Image-grounded pointing data:
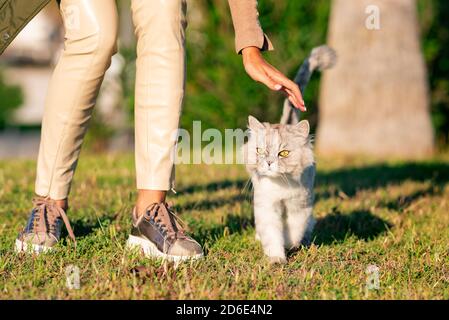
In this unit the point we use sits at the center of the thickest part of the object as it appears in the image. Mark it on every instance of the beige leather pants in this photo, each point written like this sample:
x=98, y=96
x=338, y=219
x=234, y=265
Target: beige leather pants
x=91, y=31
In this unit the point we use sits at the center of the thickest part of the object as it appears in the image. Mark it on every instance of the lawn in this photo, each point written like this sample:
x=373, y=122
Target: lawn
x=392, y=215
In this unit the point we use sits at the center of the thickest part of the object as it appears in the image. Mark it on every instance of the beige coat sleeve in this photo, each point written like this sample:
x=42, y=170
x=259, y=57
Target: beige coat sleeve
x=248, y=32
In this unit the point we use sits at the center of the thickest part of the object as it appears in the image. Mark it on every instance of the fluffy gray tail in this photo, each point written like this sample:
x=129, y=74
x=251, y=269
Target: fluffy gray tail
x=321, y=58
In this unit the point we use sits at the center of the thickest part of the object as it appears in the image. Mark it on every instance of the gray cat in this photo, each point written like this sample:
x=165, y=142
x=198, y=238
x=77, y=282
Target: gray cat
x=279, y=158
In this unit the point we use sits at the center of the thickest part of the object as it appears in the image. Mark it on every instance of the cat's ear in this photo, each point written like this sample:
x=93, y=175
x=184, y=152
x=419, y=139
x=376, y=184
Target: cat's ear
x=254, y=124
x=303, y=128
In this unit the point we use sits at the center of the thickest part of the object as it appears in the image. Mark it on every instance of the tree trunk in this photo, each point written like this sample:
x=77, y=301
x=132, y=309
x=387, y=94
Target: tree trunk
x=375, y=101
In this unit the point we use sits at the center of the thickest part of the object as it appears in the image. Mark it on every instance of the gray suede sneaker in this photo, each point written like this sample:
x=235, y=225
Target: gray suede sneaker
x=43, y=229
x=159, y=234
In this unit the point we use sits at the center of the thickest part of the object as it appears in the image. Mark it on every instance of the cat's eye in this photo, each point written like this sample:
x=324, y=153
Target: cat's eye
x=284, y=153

* * *

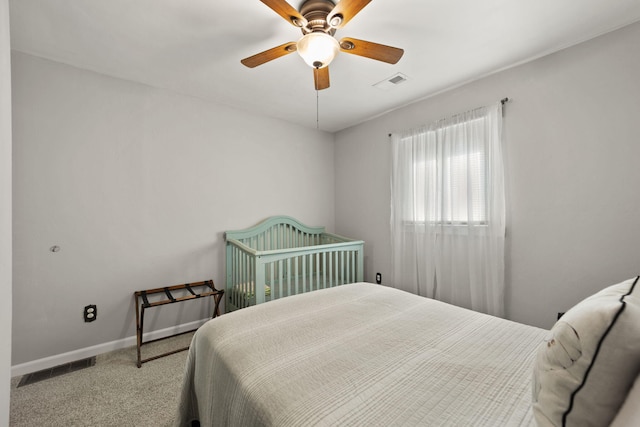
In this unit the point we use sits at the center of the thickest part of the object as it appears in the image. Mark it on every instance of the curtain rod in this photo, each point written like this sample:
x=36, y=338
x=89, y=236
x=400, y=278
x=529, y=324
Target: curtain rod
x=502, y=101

=== Task instructions ===
Of the entries above, transcribe exactly those lines that fall between the line containing "Target: tree trunk" and the line containing "x=235, y=225", together with those two lines.

=== Result for this exercise ===
Target: tree trunk
x=375, y=101
In this unit the point we use sits at the center of the thickest part of the object as it appears in the image. Mark it on every instance of the gray suede sneaker in this photo, each point written like this sample:
x=235, y=225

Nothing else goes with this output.